COMPITO ASSEGNATO A:
Conta le righe dell'elenco qui sotto in cui compare la stringa "green" e scrivi soltanto il numero. Maiuscole e minuscole vanno distinte.

TESTO FORNITO:
________________________________________

Ciò che
incuriosisce non poco della questione “Sicilia” è la diffusa certezza nell’opinione
pubblica che il Governo nazionale possa decidere, in presenza di
motivate esigenze di carattere finanziario (rischio default)
di commissariare una Regione.
Tale
convinzione viene alimentata da dichiarazioni di autorevoli esponenti nazionali
sia del mondo politico che di quello imprenditoriale. Pure i media continuano a
scrivere del potere sostitutivo di cui disporrebbe eccezionalmente il Governo
nazionale.
L’Italia è
tuttavia uno Stato di diritto, ed esistono cose che si vogliono fare e cose che
si possono fare. Col sostegno di qualche testo di “Diritto Costituzionale”
vediamo se sia o meno sostenibile l’ipotesi di commissariamento della Regione
Sicilia, regione a Statuto speciale e per la quale vige il principio
di competenza che, “di regola, non tollera deroghe, essendo preordinato,
oltre che alla compiuta affermazione del principio di legalità, anche al buon
andamento ed alla imparzialità dell’azione amministrativa, ex art. 97 Cost.”
Il 1° comma dell’art. 8 dello Statuto
siciliano così recita: “Il Commissario dello Stato di cui all’art. 27 può
proporre al Governo dello Stato lo scioglimento dell’Assemblea regionale per
persistente violazione del presente Statuto”.
1) Se lo
Statuto riconosce al Commissario di Stato la facoltà di proposta,
implicitamente si riconosce al Governo nazionale la facoltà di
accogliere, o meno, detta proposta decretando lo scioglimento dell’A.R.S.

________________________________________

L'ELENCO:
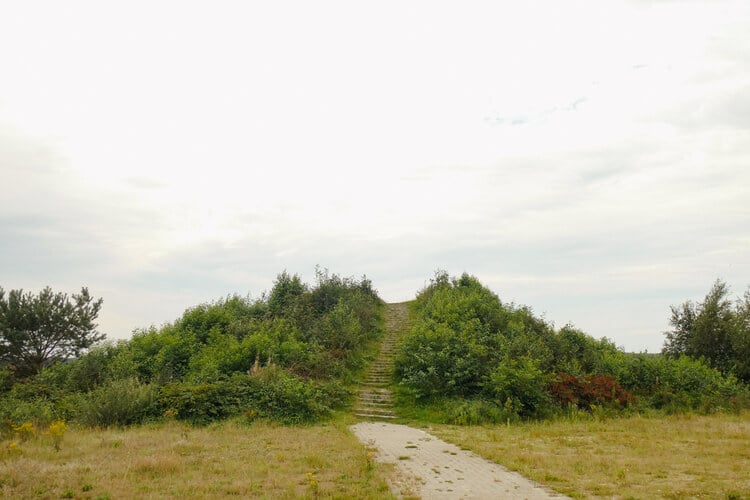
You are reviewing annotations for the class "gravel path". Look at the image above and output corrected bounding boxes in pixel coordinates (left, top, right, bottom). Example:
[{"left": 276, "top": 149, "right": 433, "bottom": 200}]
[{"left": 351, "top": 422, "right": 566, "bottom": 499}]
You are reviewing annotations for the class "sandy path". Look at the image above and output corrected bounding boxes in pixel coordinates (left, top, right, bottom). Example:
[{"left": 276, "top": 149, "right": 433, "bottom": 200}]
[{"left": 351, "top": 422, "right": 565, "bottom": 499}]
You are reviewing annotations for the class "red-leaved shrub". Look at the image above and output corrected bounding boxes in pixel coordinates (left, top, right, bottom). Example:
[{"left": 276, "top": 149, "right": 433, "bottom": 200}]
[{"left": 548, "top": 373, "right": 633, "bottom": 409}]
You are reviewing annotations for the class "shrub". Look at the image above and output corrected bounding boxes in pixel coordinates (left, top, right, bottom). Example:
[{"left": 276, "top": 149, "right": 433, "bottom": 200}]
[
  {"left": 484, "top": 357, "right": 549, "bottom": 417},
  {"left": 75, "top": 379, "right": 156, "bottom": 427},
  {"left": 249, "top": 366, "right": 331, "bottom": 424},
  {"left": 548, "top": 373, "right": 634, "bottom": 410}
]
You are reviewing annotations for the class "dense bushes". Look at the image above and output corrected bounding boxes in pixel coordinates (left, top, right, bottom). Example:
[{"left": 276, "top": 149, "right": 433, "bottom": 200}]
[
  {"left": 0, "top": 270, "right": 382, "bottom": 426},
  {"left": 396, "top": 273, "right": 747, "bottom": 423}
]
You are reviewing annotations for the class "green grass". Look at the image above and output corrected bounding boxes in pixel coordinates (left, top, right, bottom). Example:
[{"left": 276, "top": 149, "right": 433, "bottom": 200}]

________________________________________

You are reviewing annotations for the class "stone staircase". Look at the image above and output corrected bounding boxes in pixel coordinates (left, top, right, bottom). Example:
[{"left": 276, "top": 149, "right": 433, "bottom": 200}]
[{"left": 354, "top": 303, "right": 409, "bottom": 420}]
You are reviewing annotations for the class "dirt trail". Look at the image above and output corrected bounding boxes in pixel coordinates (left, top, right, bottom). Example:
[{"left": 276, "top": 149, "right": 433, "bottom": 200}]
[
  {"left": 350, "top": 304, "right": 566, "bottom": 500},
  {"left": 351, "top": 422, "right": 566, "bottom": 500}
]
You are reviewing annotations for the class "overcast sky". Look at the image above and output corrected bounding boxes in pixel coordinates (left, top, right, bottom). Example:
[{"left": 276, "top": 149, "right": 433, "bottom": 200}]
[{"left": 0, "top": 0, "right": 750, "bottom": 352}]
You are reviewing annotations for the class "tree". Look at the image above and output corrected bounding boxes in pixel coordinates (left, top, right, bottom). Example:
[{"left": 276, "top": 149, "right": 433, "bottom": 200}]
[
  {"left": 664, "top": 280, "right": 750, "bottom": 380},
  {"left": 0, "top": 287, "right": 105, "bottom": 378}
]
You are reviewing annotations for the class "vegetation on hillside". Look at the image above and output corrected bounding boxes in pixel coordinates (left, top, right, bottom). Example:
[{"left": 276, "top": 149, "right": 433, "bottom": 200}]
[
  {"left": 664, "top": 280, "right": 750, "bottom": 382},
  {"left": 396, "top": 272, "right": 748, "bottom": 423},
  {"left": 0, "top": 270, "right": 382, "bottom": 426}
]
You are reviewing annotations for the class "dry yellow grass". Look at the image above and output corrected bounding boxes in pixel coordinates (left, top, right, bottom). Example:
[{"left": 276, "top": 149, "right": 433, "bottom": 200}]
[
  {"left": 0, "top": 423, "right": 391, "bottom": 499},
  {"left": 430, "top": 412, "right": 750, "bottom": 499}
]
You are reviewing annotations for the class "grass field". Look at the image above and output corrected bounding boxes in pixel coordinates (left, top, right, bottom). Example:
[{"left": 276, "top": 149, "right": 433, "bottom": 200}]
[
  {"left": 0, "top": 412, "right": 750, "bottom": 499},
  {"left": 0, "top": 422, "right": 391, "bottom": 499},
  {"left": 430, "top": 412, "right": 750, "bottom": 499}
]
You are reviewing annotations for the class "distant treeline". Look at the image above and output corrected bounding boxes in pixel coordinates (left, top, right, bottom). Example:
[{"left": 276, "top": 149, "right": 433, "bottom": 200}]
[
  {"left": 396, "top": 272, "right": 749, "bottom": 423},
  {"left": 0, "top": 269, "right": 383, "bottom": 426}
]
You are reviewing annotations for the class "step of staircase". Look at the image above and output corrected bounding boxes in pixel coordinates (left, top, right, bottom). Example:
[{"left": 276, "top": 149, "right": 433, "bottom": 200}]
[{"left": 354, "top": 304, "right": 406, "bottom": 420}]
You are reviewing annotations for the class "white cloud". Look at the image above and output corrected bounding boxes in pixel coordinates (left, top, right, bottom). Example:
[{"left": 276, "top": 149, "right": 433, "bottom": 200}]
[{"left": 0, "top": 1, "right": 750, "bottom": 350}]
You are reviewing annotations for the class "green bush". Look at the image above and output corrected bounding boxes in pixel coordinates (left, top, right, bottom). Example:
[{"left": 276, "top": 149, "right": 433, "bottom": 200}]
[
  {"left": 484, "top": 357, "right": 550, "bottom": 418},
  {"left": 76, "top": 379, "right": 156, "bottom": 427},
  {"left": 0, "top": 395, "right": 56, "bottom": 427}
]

________________________________________

COMPITO ASSEGNATO B:
Ricopia per intero il testo sul commissariamento della Regione Sicilia, senza cambiare nulla.

RISPOSTA SCRITTA A:
2

RISPOSTA SCRITTA B:
Ciò che
incuriosisce non poco della questione “Sicilia” è la diffusa certezza nell’opinione
pubblica che il Governo nazionale possa decidere, in presenza di
motivate esigenze di carattere finanziario (rischio default)
di commissariare una Regione.
Tale
convinzione viene alimentata da dichiarazioni di autorevoli esponenti nazionali
sia del mondo politico che di quello imprenditoriale. Pure i media continuano a
scrivere del potere sostitutivo di cui disporrebbe eccezionalmente il Governo
nazionale.
L’Italia è
tuttavia uno Stato di diritto, ed esistono cose che si vogliono fare e cose che
si possono fare. Col sostegno di qualche testo di “Diritto Costituzionale”
vediamo se sia o meno sostenibile l’ipotesi di commissariamento della Regione
Sicilia, regione a Statuto speciale e per la quale vige il principio
di competenza che, “di regola, non tollera deroghe, essendo preordinato,
oltre che alla compiuta affermazione del principio di legalità, anche al buon
andamento ed alla imparzialità dell’azione amministrativa, ex art. 97 Cost.”
Il 1° comma dell’art. 8 dello Statuto
siciliano così recita: “Il Commissario dello Stato di cui all’art. 27 può
proporre al Governo dello Stato lo scioglimento dell’Assemblea regionale per
persistente violazione del presente Statuto”.
1) Se lo
Statuto riconosce al Commissario di Stato la facoltà di proposta,
implicitamente si riconosce al Governo nazionale la facoltà di
accogliere, o meno, detta proposta decretando lo scioglimento dell’A.R.S.